--- Objective 1 ---
Rewrite the paragraph of the comment that begins "Read closely and you will see" in shorter form, keeping its main facts.

You completely missed my point. Did you read my post? I haven’t rationalized the high compensation in corporate america at any point in this posting. In fact, my footnote chides it.
Read closely and you will see that my premise accepts the attack on corporate greed, but berates Domino’s for suggesting that people in finance don’t work as hard as Main St. That’s where I cry foul, especially considering that the company is owned by a component in the equally money hungry industry of private equity.
Hmm. With respect, your rhetoric sounds like the very populist fervor that drove production on this commercial to begin with. Domino’s clearly touched a nerve here – and, objectively, that is why marketers spend money on TV ads. But let’s face it, the ad exploited an issue that Domino’s clearly believes most people misunderstand (otherwise they would not have filmed their millionaire CEO “fighting for the people” in dysfunction DC.) It’s offensive and patronizing. People who worked for hedge funds can be devastated just like any other industry where jobs contracted. Why be insensitive to people out of work, by virtue of the location of their job? Unemployment by layoff is not a lesson. It’s a hardship. For anyone. Try to save tears for anyone forced into that scenario.

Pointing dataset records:
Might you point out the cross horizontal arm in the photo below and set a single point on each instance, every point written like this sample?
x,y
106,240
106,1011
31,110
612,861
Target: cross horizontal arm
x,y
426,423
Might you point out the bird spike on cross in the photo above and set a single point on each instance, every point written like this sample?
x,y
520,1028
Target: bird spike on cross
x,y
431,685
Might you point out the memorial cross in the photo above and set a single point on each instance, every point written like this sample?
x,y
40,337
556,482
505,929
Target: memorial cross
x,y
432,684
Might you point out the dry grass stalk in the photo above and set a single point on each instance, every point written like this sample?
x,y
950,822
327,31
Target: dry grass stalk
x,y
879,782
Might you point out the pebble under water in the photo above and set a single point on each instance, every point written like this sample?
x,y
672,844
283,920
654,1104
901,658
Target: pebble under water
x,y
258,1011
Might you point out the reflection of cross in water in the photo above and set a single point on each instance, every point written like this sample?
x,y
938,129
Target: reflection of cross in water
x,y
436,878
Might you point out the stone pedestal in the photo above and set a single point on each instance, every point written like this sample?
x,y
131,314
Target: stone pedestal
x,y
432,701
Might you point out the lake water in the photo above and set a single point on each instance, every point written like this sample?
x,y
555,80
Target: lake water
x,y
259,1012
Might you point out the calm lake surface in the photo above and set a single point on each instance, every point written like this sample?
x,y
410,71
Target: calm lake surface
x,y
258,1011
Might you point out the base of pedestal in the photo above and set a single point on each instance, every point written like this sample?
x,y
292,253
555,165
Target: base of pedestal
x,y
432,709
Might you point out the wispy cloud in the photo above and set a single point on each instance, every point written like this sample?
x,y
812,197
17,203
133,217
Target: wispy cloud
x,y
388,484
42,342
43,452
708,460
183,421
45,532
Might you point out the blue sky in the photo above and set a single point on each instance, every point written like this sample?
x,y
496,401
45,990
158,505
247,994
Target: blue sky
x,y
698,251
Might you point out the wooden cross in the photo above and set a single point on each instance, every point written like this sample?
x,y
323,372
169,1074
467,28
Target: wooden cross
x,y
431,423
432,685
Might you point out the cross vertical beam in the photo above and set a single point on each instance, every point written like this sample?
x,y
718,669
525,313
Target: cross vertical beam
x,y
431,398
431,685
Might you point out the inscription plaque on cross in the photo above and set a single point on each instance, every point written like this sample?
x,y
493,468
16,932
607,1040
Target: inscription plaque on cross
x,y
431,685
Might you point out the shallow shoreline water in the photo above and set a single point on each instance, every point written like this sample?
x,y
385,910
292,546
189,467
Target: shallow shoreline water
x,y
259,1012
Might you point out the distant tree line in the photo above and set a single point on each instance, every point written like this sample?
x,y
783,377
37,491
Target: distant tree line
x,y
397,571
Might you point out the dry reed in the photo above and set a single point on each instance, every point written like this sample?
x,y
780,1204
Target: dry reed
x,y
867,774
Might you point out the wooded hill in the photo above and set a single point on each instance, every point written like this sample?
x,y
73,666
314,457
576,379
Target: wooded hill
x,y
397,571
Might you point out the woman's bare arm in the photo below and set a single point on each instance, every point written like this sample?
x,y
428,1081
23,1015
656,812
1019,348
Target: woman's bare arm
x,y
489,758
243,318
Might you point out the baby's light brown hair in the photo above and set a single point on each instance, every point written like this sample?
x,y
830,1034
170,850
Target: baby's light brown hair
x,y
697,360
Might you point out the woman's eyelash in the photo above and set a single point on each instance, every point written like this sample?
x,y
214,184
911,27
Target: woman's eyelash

--- Objective 2 ---
Write out the lines of the records starting with the line that contains "Might you point out the woman's eyelash" and going on through the end of the records.

--- Expected answer 1 ---
The writer's premise accepts the attack on corporate greed but faults Domino's for suggesting that people in finance don't work as hard as Main St. The writer objects all the more because the company is owned by a component of private equity, an equally money-hungry industry.

--- Expected answer 2 ---
Might you point out the woman's eyelash in the photo above and set a single point on each instance, every point written like this sample?
x,y
214,184
911,27
Target: woman's eyelash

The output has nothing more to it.